═══ AVAILABLE RECORDS ═══
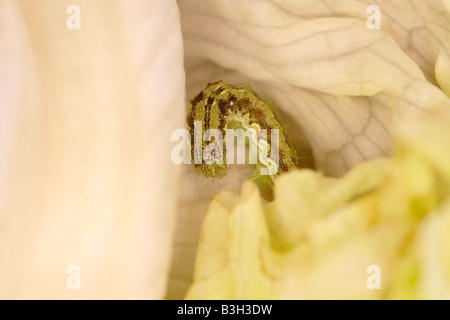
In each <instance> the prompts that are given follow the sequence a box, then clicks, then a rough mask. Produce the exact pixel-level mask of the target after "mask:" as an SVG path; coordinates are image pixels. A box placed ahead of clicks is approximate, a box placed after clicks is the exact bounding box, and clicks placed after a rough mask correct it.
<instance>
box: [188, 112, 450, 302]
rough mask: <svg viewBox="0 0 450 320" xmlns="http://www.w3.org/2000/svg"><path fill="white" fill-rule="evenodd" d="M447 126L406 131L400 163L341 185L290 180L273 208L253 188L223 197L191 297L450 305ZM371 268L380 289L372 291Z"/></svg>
mask: <svg viewBox="0 0 450 320" xmlns="http://www.w3.org/2000/svg"><path fill="white" fill-rule="evenodd" d="M448 121H450V118H445V119H440V120H437V119H431V118H427V119H425V118H421V119H419V120H417V121H414V122H410V123H408V124H405V125H403V126H402V128H401V129H399V130H398V131H397V134H396V136H395V137H396V139H395V155H394V156H393V157H392V158H386V159H379V160H372V161H370V162H368V163H365V164H362V165H358V166H356V167H355V168H353V169H352V170H351V171H350V172H349V173H348V174H346V175H345V176H344V177H342V178H340V179H336V178H327V177H324V176H323V175H321V174H320V173H317V172H313V171H311V170H303V171H296V172H292V173H288V174H286V175H284V176H283V177H280V179H279V180H278V181H277V184H276V187H275V200H274V201H273V202H271V203H265V201H264V200H262V199H261V198H260V195H259V191H258V188H257V187H256V186H255V185H254V184H253V183H252V182H248V183H246V184H244V186H243V189H242V193H241V196H240V197H238V196H234V195H232V194H230V193H228V192H223V193H221V194H220V195H219V196H218V197H217V198H216V199H215V200H214V201H213V202H212V204H211V205H210V207H209V210H208V213H207V215H206V218H205V221H204V225H203V230H202V235H201V239H200V244H199V249H198V254H197V260H196V269H195V275H194V283H193V285H192V286H191V288H190V289H189V291H188V294H187V298H188V299H386V298H396V299H398V298H400V299H405V298H415V299H435V298H440V299H442V298H445V299H448V298H449V297H450V263H449V262H450V248H449V245H448V244H449V239H448V232H447V231H448V228H449V227H450V225H449V222H450V206H449V203H450V192H449V190H450V189H449V187H450V162H448V159H449V158H450V153H449V150H450V128H449V127H448ZM430 141H432V143H430ZM373 266H375V267H376V268H378V269H377V270H378V271H377V272H380V278H379V281H380V283H379V285H380V290H369V287H370V285H371V284H372V283H373V282H372V281H376V280H373V279H372V278H371V275H372V272H373V271H372V269H371V268H373ZM375 283H376V282H375Z"/></svg>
═══
TASK GOAL:
Your answer should consist of each line above in which "instance" appears.

RESPONSE BELOW:
In each <instance> the prompts that are given follow the sequence a box, then clicks, then a rough mask. Produce the exact pixel-level mask of the target after "mask:" as an SVG path; coordinates are image pixels. A box placed ahead of clicks is approximate, a box placed after clicks is the exact bounding box, and clicks placed after a rough mask correct it.
<instance>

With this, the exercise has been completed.